Problem to work on :: Using the data below, find how many lines include the word "twig" and report that figure alone.

Record excerpts ::
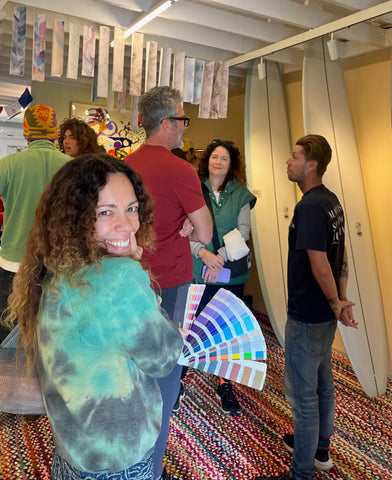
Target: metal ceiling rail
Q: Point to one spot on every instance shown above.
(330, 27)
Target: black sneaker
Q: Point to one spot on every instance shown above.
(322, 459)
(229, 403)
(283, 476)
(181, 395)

* * *

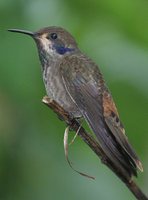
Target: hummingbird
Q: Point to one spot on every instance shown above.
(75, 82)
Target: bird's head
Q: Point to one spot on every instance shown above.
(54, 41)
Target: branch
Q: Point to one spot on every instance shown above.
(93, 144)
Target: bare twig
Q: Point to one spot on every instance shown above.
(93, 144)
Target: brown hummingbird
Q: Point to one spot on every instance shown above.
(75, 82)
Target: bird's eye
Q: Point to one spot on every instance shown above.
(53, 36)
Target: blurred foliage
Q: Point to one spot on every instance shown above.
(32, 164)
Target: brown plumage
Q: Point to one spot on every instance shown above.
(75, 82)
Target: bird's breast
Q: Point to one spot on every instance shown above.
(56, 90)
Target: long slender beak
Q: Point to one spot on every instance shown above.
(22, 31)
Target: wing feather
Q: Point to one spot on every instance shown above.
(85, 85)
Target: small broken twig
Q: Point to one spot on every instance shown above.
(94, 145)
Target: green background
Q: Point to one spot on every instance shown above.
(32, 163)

Response to this exercise :: 2